▸ GIVEN EXERCISE 1: List every line in the records that contains the word "autumn".

▸ PASSAGE:
-*-
The textile industry is widely regarded as China’s Mother Industry, its’ development in Shanghai landmarking China’s industrial revolution.

The transformation of Shanghai from a fishing village into an urban city began in the mid-1800s. Since the 1700s the Qing government had allowed western access to just one Chinese port and, from Gaungzhou, the west traded for tea, porcelain and silk in exchange for silver. As silver became a rarer commodity, due to increased wealth in the UK following the Industrial Revolution, and a greater desire amongst the general population to retain precious metals, the British began importing Opium to China from its farms in India. This caused concerns within the Qing government who outlawed the trade, threatening the death penalty on all involved, instigating the first ‘Opium War’. The Chinese suffered a humiliating defeat at the hands of the British navy, as a result of which, China was forced to cede Hong Kong to British rule and open five mainland ‘Treaty Ports’ to western traders under the 1842 Treaty of Nanjing. Shanghai was one of the Treaty Ports and the Westerners immediately began to construct their own settlements and introduce their modern technologies, especially new textile machinery developed during the UK’s Industrial Revolution. Merchants from France, Germany, the US and other western nations took footholds in Shanghai, developing foreign ‘concessions’ in which they were exempt from Chinese laws.
-*-
▸ RECORDS FOR THIS EXERCISE:
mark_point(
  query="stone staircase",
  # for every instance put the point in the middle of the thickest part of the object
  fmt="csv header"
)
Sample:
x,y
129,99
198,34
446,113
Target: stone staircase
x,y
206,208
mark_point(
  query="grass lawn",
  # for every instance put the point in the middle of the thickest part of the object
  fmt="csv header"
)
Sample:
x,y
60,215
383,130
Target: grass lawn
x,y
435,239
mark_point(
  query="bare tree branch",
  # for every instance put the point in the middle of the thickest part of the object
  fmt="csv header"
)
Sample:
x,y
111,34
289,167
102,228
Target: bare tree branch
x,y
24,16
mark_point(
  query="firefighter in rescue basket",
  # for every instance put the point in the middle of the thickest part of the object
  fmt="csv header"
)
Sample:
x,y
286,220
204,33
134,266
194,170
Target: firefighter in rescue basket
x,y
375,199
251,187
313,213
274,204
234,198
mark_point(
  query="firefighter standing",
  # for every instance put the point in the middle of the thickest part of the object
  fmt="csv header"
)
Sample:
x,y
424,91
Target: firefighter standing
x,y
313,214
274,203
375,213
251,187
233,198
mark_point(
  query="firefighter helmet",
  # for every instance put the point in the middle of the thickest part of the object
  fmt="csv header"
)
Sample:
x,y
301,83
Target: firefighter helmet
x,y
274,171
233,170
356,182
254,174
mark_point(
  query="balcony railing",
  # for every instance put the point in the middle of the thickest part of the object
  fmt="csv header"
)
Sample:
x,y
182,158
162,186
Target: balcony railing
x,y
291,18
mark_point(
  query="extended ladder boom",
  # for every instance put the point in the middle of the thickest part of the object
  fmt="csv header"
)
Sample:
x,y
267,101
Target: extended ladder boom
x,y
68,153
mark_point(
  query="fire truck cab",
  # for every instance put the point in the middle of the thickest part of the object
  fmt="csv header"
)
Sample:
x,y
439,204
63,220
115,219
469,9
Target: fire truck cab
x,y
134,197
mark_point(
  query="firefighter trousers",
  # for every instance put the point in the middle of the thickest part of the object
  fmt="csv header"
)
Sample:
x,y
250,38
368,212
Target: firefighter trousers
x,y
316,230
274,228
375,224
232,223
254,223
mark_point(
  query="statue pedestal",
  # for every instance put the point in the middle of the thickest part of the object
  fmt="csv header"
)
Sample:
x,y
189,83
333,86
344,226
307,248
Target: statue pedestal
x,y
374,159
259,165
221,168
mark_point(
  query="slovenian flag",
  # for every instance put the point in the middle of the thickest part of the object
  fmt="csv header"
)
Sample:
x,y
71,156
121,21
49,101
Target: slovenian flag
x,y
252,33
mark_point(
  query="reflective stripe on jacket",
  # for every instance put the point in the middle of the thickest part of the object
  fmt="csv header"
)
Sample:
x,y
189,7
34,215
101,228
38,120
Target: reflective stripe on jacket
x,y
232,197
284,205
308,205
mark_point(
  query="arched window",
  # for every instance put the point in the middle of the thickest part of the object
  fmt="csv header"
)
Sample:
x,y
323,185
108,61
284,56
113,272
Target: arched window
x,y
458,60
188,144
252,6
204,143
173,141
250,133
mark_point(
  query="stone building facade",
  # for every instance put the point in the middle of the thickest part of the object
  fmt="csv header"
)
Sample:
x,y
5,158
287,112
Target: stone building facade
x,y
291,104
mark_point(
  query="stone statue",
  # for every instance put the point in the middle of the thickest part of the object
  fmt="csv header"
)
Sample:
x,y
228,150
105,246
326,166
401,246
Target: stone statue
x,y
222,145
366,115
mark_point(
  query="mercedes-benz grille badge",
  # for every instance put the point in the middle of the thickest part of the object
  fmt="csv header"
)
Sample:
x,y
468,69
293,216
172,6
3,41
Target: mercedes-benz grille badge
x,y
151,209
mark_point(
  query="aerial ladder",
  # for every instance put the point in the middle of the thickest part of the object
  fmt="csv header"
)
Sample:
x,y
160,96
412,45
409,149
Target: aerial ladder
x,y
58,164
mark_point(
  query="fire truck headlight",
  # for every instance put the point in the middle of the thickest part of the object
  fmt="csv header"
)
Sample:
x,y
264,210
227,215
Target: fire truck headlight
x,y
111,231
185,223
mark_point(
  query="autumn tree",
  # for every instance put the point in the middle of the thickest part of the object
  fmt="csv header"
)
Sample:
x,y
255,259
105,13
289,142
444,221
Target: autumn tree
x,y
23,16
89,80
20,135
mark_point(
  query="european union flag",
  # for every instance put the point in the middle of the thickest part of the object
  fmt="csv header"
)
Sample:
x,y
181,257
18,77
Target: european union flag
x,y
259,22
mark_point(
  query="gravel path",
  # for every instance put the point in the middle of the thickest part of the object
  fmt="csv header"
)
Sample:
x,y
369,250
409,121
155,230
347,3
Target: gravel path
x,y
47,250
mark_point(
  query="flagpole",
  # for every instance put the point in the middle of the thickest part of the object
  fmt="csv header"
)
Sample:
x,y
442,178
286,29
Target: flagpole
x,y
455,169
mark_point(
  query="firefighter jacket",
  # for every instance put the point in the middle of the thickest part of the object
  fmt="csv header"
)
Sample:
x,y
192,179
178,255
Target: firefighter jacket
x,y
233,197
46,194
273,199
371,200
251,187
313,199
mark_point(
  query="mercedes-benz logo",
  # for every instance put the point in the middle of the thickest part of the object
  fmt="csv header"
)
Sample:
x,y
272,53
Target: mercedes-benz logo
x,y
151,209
-*-
▸ GIVEN EXERCISE 2:
Answer these questions from the passage on Shanghai's history:
(a) Which industry is widely regarded as China's Mother Industry?
(b) Under which 1842 treaty were five mainland Treaty Ports opened to western traders?
(c) What penalty did the Qing government threaten against everyone involved in the opium trade?

▸ CORRECT RESULT 1:
  query="autumn tree",
Target: autumn tree

▸ CORRECT RESULT 2:
(a) The textile industry.
(b) The Treaty of Nanjing.
(c) The death penalty.